[Opening TEXT UNDER STUDY section]

• Stud Health Technol Inform · Jan 2010

    Meeting EHR security requirements: SeAAS approach.

    • Basel Katt, Thomas Trojer, Ruth Breu, Thomas Schabetsberger, and Florian Wozak.
    • Research Group Quality Engineering, University of Innsbruck, Austria. basel.katt@uibk.ac.at
    • Stud Health Technol Inform. 2010 Jan 1; 155: 85-91.

    AbstractIn the last few years, Electronic Health Record (EHR) systems have received a great attention in the literature, as well as in the industry. They are expected to lead to health care savings, increase health care quality and reduce medical errors. This interest has been accompanied by the development of different standards and frameworks to meet EHR challenges. One of the most important initiatives that was developed to solve problems of EHR is IHE (Integrating the Healthcare Enterprise), which adapts the distributed approach to store and manage healthcare data. IHE aims at standardizing the way healthcare systems exchange information in distributed environments. For this purpose it defines several so called Integration Profiles that specify the interactions and the interfaces (Transactions) between various healthcare systems (Actors) or entities. Security was considered also in few profiles that tackled the main security requirements, mainly authentication and audit trails. The security profiles of IHE currently suffer two drawbacks. First, they apply end point security methodology, which has been proven recently to be insufficient and cumbersome in distributed and heterogeneous environment. Second, the current security profiles for more complex security requirements are oversimplified, vague and do not consider architectural design. This recently changed to some extend e.g., with the introduction of newly published white papers regarding privacy [5] and access control [9]. In order to solve the first problem we utilize results of previous studies conducted in the area of security-aware IHE-based systems and the state-of-the-art Security-as-a-Service approach as a convenient methodology to group domain-wide security needs and overcome the end point security shortcomings.

[Closing TEXT UNDER STUDY section]

TASK DETAILS>
Do these statements agree with the abstract on EHR security? Answer yes or no for each, quoting the words of the abstract that decide it.
1. IHE adopts a centralized approach to storing and managing healthcare data.
2. The security profiles of IHE currently have two drawbacks.
3. The main security requirements tackled in the profiles were authentication and encryption.
These items come from a separate source.

[Opening RECORD EXTRACTS section]

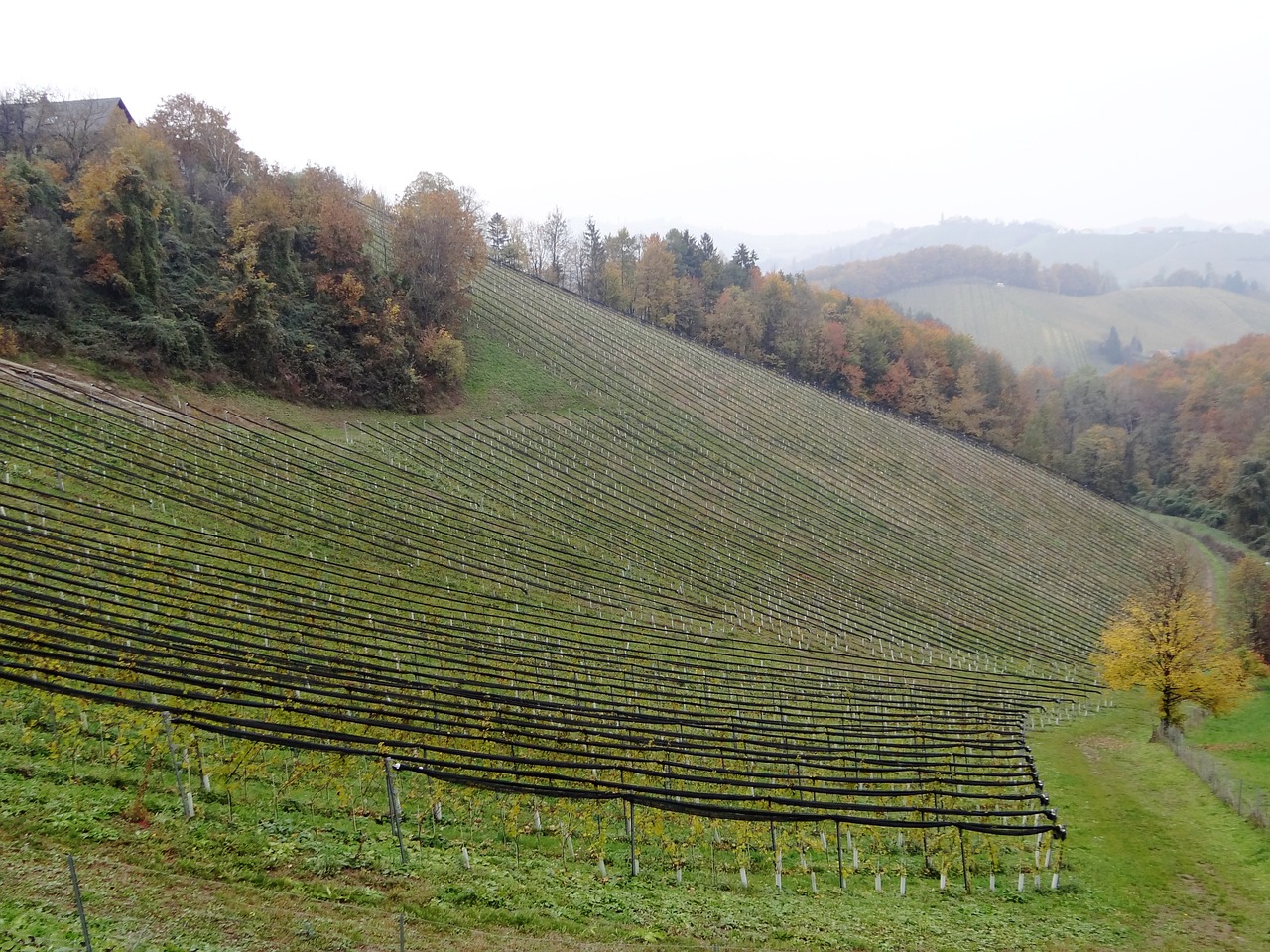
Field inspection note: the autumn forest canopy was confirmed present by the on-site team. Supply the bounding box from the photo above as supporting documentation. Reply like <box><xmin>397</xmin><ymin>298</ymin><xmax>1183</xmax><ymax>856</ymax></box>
<box><xmin>0</xmin><ymin>90</ymin><xmax>1270</xmax><ymax>552</ymax></box>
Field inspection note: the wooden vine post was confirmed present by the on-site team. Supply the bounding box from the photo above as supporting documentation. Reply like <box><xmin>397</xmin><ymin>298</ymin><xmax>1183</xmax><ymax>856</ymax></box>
<box><xmin>163</xmin><ymin>711</ymin><xmax>194</xmax><ymax>820</ymax></box>
<box><xmin>384</xmin><ymin>757</ymin><xmax>407</xmax><ymax>866</ymax></box>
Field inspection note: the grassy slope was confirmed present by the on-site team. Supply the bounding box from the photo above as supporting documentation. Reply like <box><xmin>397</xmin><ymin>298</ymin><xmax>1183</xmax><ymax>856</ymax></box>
<box><xmin>0</xmin><ymin>270</ymin><xmax>1266</xmax><ymax>949</ymax></box>
<box><xmin>0</xmin><ymin>695</ymin><xmax>1270</xmax><ymax>952</ymax></box>
<box><xmin>888</xmin><ymin>282</ymin><xmax>1270</xmax><ymax>369</ymax></box>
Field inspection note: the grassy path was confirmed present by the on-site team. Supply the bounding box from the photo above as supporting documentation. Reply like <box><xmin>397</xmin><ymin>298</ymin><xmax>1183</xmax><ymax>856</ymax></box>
<box><xmin>1033</xmin><ymin>695</ymin><xmax>1270</xmax><ymax>952</ymax></box>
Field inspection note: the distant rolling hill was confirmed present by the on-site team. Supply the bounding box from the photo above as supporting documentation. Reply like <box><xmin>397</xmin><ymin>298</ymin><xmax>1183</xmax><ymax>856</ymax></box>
<box><xmin>886</xmin><ymin>281</ymin><xmax>1270</xmax><ymax>371</ymax></box>
<box><xmin>799</xmin><ymin>218</ymin><xmax>1270</xmax><ymax>287</ymax></box>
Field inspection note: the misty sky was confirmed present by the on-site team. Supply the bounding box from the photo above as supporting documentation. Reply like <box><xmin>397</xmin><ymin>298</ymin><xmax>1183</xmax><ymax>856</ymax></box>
<box><xmin>0</xmin><ymin>0</ymin><xmax>1270</xmax><ymax>235</ymax></box>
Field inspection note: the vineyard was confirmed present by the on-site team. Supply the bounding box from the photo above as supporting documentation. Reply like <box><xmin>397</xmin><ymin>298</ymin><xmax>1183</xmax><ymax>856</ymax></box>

[Closing RECORD EXTRACTS section]

WORKED SOLUTION>
1. No: "which adapts the distributed approach to store and manage healthcare data"
2. Yes: "The security profiles of IHE currently suffer two drawbacks."
3. No: "mainly authentication and audit trails"